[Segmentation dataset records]
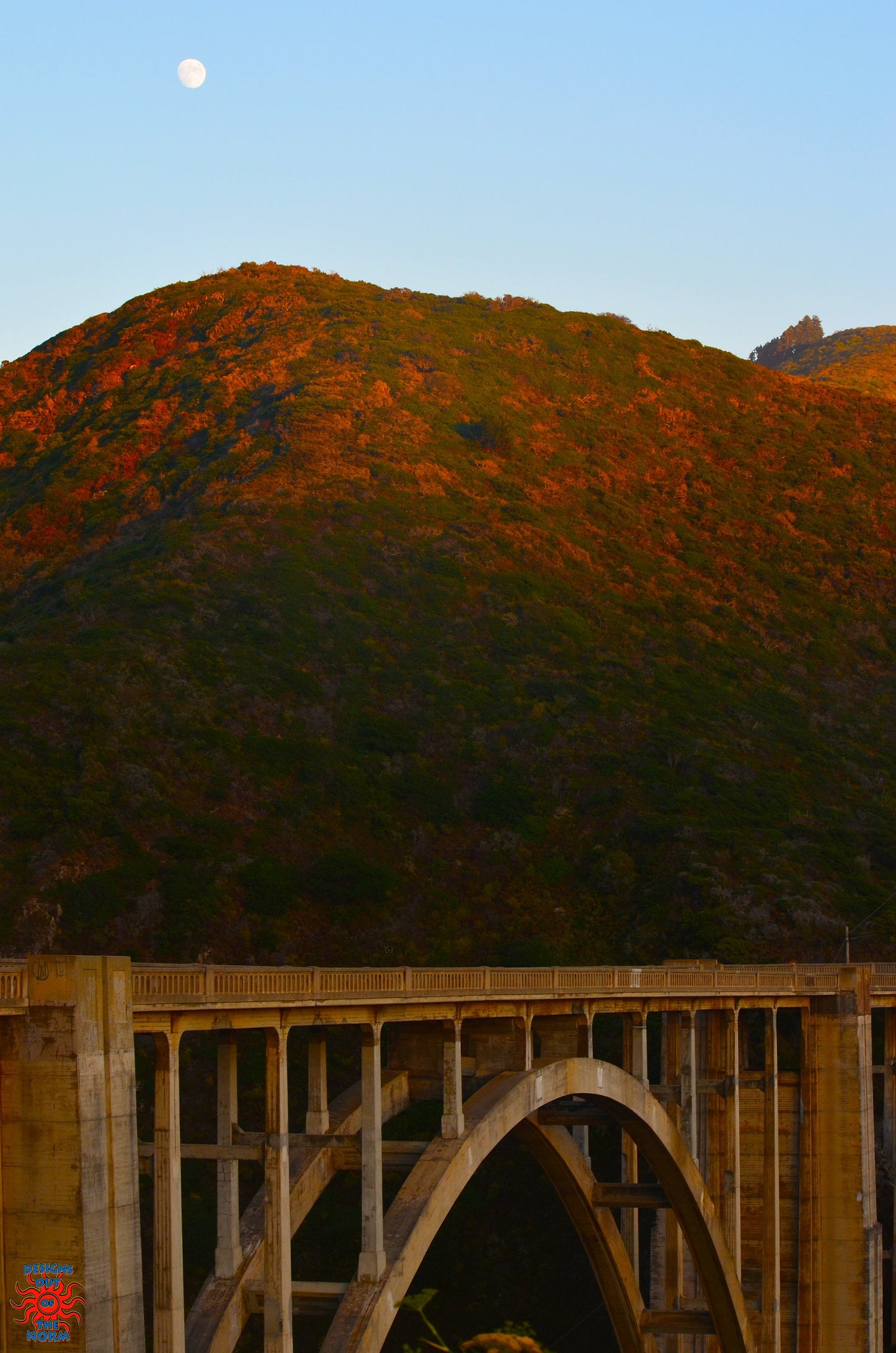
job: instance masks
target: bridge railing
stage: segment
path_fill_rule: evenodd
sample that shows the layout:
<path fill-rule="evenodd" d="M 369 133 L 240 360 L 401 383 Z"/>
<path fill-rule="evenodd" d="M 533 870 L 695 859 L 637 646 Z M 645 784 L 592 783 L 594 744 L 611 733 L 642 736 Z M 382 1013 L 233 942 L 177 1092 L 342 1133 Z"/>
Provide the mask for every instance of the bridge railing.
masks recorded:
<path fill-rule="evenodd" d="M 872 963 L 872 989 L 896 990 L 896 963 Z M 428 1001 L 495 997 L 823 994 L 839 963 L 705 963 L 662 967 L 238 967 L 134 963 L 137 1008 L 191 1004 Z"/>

* * *

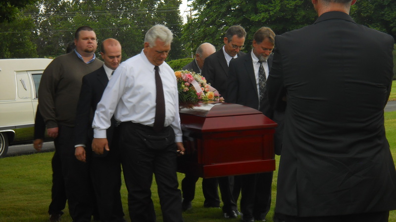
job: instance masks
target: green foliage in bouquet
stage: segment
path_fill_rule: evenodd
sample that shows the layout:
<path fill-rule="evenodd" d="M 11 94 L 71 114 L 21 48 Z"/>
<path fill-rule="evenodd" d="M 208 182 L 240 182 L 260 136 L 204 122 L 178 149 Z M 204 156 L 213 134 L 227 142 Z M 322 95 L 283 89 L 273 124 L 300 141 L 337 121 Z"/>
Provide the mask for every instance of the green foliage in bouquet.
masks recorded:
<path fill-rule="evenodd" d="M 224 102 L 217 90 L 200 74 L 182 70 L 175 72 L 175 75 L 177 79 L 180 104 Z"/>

The request
State how many of the lines above contain the string "bouquet", treating uppercase and lowercase as different. Give only the number.

Response to the exercise
2